La carenza di infermieri in Italia non è solo una questione numerica, ma un sintomo di dinamiche strutturali che minacciano la tenuta del Servizio Sanitario Nazionale (SSN). Con un rapporto infermieri-abitanti tra i più bassi d'Europa, stipendi inadeguati e un'emorragia di professionisti verso l'estero o altre carriere, il sistema sanitario rischia di non reggere l'impatto dell'invecchiamento della popolazione e degli investimenti del PNRR. A lanciare l'allarme è Nino Cartabellotta, Presidente della Fondazione Gimbe, durante il 3° Congresso Nazionale Fnopi di Rimini.  

Nel 2022, il personale infermieristico in Italia contava 302.841 unità nel pubblico e 34.828 nel privato, con una media di 5,13 infermieri ogni 1.000 abitanti. Un dato lontano dalla media OCSE (9,8) e UE (9), con picchi negativi al Sud: la Campania registra 3,83 infermieri ogni 1.000 abitanti, contro i 7,01 della Liguria. Il rapporto infermieri/medici (1,5 vs 2,7 OCSE) conferma uno squilibrio sistemico. «Oltre 60.000 infermieri lavorano come liberi professionisti o in cooperative, diventando forza lavoro “strutturale” ma precaria per il SSN», sottolinea Cartabellotta.

################

*LAVORO DA SVOLGERE*.
a: Nel testo sulla carenza di infermieri, quanti infermieri ogni 1.000 abitanti registra la Campania?
b: Per ciascuna affermazione, indica se concorda con il testo sulla carenza di infermieri: (i) nel 2022 il personale infermieristico nel pubblico contava 302.841 unità; (ii) la media italiana di infermieri ogni 1.000 abitanti supera quella UE; (iii) Cartabellotta ha lanciato l'allarme durante un congresso a Roma.
c: Allunga il testo sulla carenza di infermieri in Italia, riprendendo subito dopo l'ultima frase.

################

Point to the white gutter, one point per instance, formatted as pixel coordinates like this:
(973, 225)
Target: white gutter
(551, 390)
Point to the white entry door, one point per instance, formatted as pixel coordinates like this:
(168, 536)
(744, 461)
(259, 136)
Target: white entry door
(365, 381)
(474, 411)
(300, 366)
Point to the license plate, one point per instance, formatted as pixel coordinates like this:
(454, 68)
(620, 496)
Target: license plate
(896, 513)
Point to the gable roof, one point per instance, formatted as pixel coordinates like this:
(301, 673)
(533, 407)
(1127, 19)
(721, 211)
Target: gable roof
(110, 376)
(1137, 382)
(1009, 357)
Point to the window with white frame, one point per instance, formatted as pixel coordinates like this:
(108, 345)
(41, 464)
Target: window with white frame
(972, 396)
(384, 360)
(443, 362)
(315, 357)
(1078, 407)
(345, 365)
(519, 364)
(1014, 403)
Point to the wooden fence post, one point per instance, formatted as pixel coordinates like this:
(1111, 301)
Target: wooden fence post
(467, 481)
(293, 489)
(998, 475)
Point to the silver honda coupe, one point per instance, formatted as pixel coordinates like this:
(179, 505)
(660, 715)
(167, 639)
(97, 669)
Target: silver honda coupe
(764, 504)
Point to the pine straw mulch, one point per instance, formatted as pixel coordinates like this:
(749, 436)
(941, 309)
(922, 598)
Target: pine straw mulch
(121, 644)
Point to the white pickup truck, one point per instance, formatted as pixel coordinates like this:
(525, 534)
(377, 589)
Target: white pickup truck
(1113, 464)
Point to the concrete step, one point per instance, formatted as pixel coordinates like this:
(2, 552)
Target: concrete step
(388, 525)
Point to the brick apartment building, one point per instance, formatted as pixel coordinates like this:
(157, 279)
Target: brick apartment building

################

*RISULTATI PER COMPITO*.
a: 3,83 infermieri ogni 1.000 abitanti.

b:
(i) Sì: "il personale infermieristico in Italia contava 302.841 unità nel pubblico".
(ii) No: "una media di 5,13 infermieri ogni 1.000 abitanti. Un dato lontano dalla media OCSE (9,8) e UE (9)".
(iii) No: "durante il 3° Congresso Nazionale Fnopi di Rimini".

c:
Tra il 2020 e il 2022, 16.192 infermieri hanno lasciato il SSN, con un picco di 6.651 nel solo 2022. Ancora più allarmanti le 42.713 cancellazioni dall'Albo Fnopi negli ultimi quattro anni (10.230 nel 2024), dovute a pensionamenti, trasferimenti all'estero, burnout o abbandono della professione. «Ogni anno perdiamo oltre 10.000 unità, aggravando carichi di lavoro e condizioni di chi rimane», avverte Cartabellotta.  

Oltre il 27% degli infermieri nel SSN ha più di 55 anni, e un ulteriore 22% è nella fascia 50-54. «La “gobba pensionistica” preannuncia una crisi senza ricambio generazionale», spiega il Presidente. Senza interventi, il picco dei pensionamenti nei prossimi anni potrebbe paralizzare interi reparti.  

Nel 2022, la retribuzione annua lorda di un infermiere italiano era di 48.931 dollari (a parità di potere d'acquisto), quasi 10.000 in meno della media OCSE. Dal 2001 al 2019, i salari sono diminuiti dell'1,52%, nonostante responsabilità e carichi di lavoro aumentati. «Una svalutazione professionale inaccettabile», denuncia Cartabellotta.  

Nel 2022, l'Italia ha sfornato solo 16,4 nuovi infermieri ogni 100.000 abitanti, contro i 44,9 dell'OCSE. Il crollo del rapporto domanda/offerta nei corsi di laurea (da 1,6 pre-pandemia a 1,04 nel 2024) segnala una professione sempre meno attraente per i giovani.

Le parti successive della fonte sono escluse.